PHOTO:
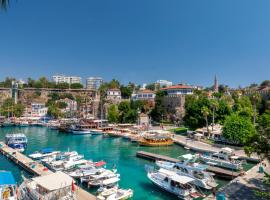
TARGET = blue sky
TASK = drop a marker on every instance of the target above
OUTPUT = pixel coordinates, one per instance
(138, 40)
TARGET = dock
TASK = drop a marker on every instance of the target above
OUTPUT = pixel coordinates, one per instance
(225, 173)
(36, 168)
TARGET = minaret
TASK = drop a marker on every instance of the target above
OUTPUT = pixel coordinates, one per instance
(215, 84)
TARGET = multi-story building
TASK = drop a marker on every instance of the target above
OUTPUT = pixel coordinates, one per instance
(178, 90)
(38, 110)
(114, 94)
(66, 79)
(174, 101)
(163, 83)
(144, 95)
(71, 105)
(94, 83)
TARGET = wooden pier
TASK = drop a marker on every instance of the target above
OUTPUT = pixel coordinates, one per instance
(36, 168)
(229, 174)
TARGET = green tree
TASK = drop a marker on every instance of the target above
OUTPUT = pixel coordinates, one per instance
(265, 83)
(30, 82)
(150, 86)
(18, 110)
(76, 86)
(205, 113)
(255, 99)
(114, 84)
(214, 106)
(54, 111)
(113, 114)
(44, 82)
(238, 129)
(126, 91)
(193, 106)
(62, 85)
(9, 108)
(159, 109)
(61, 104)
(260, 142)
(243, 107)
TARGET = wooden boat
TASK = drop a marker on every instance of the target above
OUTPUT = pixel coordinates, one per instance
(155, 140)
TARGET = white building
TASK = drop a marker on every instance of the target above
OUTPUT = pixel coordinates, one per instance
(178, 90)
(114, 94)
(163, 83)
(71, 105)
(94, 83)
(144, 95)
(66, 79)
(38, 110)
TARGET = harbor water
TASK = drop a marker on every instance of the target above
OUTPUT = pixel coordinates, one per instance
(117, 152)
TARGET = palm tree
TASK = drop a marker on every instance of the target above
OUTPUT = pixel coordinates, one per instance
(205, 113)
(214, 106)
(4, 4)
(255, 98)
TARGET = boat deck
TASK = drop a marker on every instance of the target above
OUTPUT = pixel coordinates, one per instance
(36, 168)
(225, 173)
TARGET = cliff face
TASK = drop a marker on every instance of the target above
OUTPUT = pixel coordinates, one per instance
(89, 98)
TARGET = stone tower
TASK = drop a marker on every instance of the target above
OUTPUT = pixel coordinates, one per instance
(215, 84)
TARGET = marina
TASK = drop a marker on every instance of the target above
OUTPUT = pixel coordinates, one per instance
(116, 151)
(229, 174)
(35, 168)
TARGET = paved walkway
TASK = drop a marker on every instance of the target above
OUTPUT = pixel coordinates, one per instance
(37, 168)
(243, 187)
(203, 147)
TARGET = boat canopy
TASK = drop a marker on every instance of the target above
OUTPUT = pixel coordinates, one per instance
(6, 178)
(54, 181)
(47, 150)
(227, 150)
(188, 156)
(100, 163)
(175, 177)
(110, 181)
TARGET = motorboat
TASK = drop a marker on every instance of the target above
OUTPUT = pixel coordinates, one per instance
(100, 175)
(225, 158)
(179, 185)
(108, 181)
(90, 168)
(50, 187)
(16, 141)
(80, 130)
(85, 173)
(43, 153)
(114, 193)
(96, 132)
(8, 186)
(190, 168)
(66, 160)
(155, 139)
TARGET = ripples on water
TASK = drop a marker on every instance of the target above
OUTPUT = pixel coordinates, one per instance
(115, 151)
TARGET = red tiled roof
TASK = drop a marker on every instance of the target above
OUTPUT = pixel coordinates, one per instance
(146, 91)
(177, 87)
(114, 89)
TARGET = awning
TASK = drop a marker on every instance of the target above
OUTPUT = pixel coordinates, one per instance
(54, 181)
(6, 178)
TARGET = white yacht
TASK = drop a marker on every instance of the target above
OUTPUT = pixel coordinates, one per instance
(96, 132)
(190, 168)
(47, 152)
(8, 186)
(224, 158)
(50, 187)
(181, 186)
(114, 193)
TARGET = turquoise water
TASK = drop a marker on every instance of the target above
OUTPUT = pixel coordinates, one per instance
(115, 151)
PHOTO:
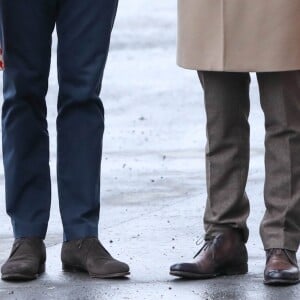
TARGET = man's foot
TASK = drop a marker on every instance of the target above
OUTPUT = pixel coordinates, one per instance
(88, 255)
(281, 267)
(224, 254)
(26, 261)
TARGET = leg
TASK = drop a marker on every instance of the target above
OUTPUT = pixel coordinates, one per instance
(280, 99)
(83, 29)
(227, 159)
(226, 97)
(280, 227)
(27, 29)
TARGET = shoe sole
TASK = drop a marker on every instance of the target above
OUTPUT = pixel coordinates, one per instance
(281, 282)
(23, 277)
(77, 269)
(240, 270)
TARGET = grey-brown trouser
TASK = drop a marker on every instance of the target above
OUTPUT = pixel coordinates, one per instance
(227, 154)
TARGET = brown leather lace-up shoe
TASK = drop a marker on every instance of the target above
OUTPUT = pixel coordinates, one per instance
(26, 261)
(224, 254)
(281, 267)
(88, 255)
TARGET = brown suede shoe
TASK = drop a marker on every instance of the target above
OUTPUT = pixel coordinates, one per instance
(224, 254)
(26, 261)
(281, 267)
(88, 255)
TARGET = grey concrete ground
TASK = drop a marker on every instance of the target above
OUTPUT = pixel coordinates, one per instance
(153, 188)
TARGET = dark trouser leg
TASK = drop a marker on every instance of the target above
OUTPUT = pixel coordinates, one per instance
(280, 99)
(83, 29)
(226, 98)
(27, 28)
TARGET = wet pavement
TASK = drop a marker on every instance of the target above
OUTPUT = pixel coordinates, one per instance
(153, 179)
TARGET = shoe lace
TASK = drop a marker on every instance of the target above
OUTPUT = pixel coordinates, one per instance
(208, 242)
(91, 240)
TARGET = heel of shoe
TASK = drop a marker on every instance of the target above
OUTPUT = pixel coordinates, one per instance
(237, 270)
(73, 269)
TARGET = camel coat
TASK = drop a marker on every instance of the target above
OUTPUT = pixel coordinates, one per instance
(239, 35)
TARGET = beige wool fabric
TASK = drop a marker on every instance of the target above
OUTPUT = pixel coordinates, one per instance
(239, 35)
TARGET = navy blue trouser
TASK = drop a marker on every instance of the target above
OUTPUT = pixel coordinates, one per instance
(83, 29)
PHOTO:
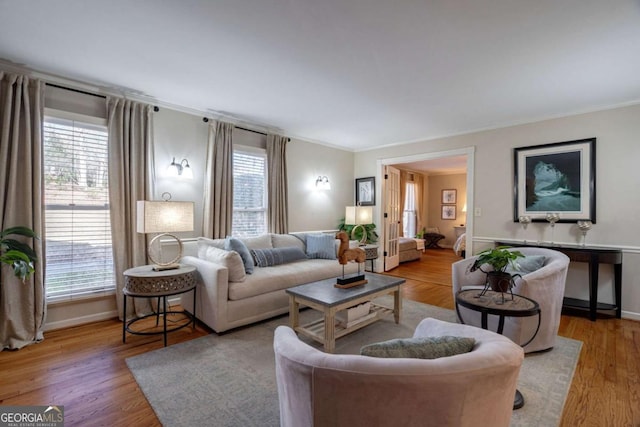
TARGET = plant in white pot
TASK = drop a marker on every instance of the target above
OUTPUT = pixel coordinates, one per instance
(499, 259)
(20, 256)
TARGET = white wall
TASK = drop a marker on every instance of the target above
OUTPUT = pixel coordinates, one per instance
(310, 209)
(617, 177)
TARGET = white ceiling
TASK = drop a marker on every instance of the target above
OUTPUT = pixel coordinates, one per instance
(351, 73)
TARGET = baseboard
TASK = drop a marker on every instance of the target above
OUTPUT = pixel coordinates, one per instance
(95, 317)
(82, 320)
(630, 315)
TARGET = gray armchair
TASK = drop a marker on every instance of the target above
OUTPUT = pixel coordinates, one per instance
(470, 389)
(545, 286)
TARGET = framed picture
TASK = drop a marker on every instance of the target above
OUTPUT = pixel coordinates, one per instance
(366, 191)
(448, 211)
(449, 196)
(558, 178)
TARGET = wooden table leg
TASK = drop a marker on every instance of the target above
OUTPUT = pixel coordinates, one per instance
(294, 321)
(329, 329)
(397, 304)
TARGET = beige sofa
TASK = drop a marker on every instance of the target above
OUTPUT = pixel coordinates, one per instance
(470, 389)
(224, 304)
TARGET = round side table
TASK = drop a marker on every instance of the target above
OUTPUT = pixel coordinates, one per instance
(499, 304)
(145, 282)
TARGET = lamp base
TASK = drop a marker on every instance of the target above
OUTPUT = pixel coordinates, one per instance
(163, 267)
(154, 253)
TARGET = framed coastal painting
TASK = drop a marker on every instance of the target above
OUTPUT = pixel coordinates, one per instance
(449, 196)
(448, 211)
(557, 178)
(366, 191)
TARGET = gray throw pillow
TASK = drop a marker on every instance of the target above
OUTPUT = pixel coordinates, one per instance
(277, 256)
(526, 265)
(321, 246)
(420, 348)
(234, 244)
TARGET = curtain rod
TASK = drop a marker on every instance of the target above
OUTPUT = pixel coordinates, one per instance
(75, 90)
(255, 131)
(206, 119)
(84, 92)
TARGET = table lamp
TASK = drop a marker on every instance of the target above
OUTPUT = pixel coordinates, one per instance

The request - Please copy the rows above word for word, from the line containing "TARGET = table lamp" through the last line of the rows, inclusive.

Written response -
TARGET = table lamp
TASK = drop a marker on every instance of the target above
OUTPUT = pixel coordinates, one per instance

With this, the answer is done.